- **What this task involves**
Can you lay out the records as a Markdown table with the columns Row and Line, covering only the lines from the one containing "Find the red berry" through the last line of the records, both ends included? Number each line in order and skip any blank ones.

================================

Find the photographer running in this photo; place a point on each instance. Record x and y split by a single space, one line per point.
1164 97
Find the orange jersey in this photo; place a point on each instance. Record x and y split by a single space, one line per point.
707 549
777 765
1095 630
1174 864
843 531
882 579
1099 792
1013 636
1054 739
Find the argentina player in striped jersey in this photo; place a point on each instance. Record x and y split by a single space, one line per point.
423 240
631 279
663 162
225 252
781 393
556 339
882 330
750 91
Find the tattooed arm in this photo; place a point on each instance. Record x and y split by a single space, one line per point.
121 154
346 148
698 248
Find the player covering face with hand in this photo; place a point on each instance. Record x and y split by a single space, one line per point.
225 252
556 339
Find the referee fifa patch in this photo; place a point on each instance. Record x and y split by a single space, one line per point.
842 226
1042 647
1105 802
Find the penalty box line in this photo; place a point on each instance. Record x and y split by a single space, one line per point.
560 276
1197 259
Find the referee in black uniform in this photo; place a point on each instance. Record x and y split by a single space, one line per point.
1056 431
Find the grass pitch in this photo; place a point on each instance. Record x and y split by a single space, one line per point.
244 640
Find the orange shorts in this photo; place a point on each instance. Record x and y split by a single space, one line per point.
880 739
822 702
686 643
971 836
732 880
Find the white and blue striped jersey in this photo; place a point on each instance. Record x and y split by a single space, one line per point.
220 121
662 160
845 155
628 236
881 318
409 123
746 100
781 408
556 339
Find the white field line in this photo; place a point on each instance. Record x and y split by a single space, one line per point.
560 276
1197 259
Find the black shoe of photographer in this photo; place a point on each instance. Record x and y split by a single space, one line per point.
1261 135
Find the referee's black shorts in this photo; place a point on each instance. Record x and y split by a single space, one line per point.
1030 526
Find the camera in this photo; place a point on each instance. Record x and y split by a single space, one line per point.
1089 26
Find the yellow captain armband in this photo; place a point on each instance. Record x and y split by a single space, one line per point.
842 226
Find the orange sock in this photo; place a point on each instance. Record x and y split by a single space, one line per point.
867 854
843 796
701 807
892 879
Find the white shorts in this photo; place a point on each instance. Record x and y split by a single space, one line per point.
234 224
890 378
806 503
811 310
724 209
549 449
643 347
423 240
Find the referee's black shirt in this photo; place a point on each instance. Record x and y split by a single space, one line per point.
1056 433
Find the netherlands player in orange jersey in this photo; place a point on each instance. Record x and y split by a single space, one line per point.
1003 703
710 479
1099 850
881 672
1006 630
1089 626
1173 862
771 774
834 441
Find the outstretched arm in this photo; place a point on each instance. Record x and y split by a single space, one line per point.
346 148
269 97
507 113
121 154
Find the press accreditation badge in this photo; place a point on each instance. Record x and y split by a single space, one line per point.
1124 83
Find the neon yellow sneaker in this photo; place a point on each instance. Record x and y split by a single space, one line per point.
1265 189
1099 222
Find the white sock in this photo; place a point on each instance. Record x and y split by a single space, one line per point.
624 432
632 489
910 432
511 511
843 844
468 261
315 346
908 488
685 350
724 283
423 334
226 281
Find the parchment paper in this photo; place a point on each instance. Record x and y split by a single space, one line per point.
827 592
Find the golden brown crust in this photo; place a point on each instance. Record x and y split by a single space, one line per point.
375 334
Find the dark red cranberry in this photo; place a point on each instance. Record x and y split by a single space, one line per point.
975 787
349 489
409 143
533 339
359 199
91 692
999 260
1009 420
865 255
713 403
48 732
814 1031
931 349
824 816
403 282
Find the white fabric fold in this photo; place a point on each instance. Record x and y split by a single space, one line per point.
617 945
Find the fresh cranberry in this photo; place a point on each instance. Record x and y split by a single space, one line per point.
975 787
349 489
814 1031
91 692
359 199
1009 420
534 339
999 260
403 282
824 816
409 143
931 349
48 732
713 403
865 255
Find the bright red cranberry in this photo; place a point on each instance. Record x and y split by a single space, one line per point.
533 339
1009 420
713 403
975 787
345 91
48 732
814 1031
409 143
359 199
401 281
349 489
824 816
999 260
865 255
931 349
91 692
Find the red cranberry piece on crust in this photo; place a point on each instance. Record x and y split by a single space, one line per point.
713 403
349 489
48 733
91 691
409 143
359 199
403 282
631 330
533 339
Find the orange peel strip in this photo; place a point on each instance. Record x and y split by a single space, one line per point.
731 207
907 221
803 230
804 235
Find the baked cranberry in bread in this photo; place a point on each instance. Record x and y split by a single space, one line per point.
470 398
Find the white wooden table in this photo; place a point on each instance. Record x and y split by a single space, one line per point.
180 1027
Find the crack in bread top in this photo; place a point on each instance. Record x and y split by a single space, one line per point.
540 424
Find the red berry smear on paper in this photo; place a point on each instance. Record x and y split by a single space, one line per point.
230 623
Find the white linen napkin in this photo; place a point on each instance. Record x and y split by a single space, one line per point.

================================

- **Correct output**
| Row | Line |
|---|---|
| 1 | Find the red berry smear on paper in this photo; place a point on each instance. Record x and y split by a single space, one line per point. |
| 2 | 230 623 |
| 3 | Find the white linen napkin in this photo; place a point on each instance. Record x and y split by a single space, one line per point. |